··· Texto
Además, la sofisticación
de los armamentos tiene un impacto negativo en otro de los aspectos
problemáticos con los que tienen que lidiar las fuerzas armadas europeas. En
efecto, la necesidad de desplegar un mayor número de militares no es sólo un
problema de modificación de los sistemas de reclutamiento, sino también y sobre
todo de formación. El uso de herramientas tecnológicamente sofisticadas
presupone no sólo un mayor tiempo para aprender a utilizarlas, sino también una
cantidad suficiente de instructores competentes y lugares para la formación. Lo
cual, evidentemente, no se trata simplemente, por ejemplo, de conducir un carro
o de utilizar un arma de fuego. La parte más compleja es la gestión del
combate, por lo tanto la capacidad de utilizar sistemas de armas en condiciones
de coordinación multinivel, entre diferentes unidades y con diferentes roles,
etc. Todo ello extremadamente difícil de simular y a lo que incluso las
maniobras periódicas de la OTAN sólo pueden responder de forma limitada; tanto
porque se trata evidentemente de desfiles que se desarrollan en un contexto
completamente desprovisto de los elementos de imprevisibilidad y peligro real
que toda batalla conlleva, como porque todavía afectan a un número limitado de
efectivos.
Por tanto, un
aumento del personal militar europeo, a corto y medio plazo, no tendría un
impacto significativo en las capacidades de combate. Obviamente sin considerar
el factor psicológico, que en una guerra de desgaste de alta intensidad alcanza
niveles considerables de estrés, especialmente para los reclutas que no están
culturalmente preparados para la perspectiva de la guerra.
Según algunas
estimaciones, para enfrentarse a Rusia, la OTAN debería desplegar al menos
300.000 hombres en las fronteras orientales. De ellos, se supone que al menos
un tercio son soldados estadounidenses, pero esto dependerá en gran medida del
resultado de las próximas elecciones presidenciales estadounidenses y de lo que
de ellas se derive. En cualquier caso, se trata de un frente muy largo, que va
desde el Mar Báltico hasta el Mar Negro, aunque presumiblemente el grueso del
mismo se concentraría en Polonia. Prácticamente ninguno de estos hombres
tendría experiencia de combate en una guerra simétrica y con intenso fuego;
sólo unas pocas decenas de miles podían presumir de experiencia en combate
contra bandas guerrilleras.
Contra ellos,
Rusia presumiblemente desplegaría no menos de 2 millones de hombres, de los
cuales prácticamente la mitad fueron entrenados en el campo ucraniano.
Además, la
disparidad en las capacidades de combate (como lo demuestra claramente el
conflicto ucraniano) se refleja inmediatamente en la cantidad de pérdidas y la
dificultad de reponerlas. Los ejércitos europeos pronto se encontrarían
desplegando principalmente carne de cañón.
Y además, los
ejércitos de la OTAN están estructurados en función de conflictos rápidos y de
gran movilidad, aunque es razonable pensar que este posible conflicto tendría
las mismas características que el que se libra en Ucrania, sólo que a una
escala mucho mayor. Y esto, inevitablemente, aumentaría las dificultades para
las fuerzas estructuradas sobre un modelo radicalmente diferente al que tendrán
que afrontar.
······
··· Entradas extraídas
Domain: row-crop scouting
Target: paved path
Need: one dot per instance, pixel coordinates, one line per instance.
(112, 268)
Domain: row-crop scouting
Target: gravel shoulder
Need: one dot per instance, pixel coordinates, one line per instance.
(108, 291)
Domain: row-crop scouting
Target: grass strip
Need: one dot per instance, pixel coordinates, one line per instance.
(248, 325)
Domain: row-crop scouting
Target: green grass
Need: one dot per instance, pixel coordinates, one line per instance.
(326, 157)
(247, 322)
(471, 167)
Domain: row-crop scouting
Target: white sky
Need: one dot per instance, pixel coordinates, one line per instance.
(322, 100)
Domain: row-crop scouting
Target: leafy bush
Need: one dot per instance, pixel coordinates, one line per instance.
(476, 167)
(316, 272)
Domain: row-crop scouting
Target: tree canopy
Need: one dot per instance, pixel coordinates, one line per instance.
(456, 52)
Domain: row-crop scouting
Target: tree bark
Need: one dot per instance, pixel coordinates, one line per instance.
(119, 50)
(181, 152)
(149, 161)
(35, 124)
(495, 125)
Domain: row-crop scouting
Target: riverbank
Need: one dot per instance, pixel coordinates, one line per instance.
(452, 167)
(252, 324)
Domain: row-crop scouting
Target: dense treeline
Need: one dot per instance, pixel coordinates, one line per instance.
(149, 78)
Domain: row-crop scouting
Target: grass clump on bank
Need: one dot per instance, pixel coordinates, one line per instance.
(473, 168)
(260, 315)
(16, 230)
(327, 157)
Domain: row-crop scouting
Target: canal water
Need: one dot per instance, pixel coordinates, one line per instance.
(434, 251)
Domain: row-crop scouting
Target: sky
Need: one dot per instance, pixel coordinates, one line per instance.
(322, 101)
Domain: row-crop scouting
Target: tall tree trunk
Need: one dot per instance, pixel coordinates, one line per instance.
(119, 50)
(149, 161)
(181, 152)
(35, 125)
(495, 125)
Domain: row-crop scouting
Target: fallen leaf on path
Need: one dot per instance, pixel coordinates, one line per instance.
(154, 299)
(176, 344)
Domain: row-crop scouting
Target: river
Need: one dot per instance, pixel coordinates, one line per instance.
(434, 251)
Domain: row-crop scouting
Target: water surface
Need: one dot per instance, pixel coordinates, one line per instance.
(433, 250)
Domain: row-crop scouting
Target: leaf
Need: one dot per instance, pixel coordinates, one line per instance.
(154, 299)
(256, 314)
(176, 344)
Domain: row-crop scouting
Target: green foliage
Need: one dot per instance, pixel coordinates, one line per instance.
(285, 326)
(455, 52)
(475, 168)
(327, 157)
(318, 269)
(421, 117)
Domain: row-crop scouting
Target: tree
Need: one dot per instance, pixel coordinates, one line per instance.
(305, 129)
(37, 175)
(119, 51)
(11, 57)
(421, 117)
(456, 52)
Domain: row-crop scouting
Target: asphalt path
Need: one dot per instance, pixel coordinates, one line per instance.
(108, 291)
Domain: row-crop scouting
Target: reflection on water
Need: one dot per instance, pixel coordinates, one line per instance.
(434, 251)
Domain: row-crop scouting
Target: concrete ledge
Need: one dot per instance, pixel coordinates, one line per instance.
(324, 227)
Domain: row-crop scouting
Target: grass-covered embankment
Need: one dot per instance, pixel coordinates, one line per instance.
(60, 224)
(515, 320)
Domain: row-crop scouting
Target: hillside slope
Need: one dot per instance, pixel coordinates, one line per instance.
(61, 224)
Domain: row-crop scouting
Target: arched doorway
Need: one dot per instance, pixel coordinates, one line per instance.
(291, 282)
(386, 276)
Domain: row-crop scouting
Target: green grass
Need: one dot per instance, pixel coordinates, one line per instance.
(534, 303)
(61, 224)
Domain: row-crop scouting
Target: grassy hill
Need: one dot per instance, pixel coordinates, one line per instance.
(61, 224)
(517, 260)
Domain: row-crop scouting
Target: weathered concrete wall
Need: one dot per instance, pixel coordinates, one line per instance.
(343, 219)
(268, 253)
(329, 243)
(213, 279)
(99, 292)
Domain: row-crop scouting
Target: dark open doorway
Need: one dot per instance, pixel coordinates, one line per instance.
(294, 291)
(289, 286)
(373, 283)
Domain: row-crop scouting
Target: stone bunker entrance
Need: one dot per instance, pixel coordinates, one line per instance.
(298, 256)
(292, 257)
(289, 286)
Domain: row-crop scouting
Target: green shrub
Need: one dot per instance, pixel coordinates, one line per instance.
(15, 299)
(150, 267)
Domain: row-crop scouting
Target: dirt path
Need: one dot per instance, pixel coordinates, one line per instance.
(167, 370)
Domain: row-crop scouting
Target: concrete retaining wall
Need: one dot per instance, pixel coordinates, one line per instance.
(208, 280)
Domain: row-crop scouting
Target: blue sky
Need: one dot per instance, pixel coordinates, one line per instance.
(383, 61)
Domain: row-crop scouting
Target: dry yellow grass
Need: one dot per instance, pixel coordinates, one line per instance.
······
Tarea breve ::
Devuelve literalmente el pasaje del texto sobre las fuerzas armadas europeas que comienza en las palabras "Según algunas" y termina después de "el campo ucraniano.".

Resultado final ::
Según algunas
estimaciones, para enfrentarse a Rusia, la OTAN debería desplegar al menos
300.000 hombres en las fronteras orientales. De ellos, se supone que al menos
un tercio son soldados estadounidenses, pero esto dependerá en gran medida del
resultado de las próximas elecciones presidenciales estadounidenses y de lo que
de ellas se derive. En cualquier caso, se trata de un frente muy largo, que va
desde el Mar Báltico hasta el Mar Negro, aunque presumiblemente el grueso del
mismo se concentraría en Polonia. Prácticamente ninguno de estos hombres
tendría experiencia de combate en una guerra simétrica y con intenso fuego;
sólo unas pocas decenas de miles podían presumir de experiencia en combate
contra bandas guerrilleras.
Contra ellos,
Rusia presumiblemente desplegaría no menos de 2 millones de hombres, de los
cuales prácticamente la mitad fueron entrenados en el campo ucraniano.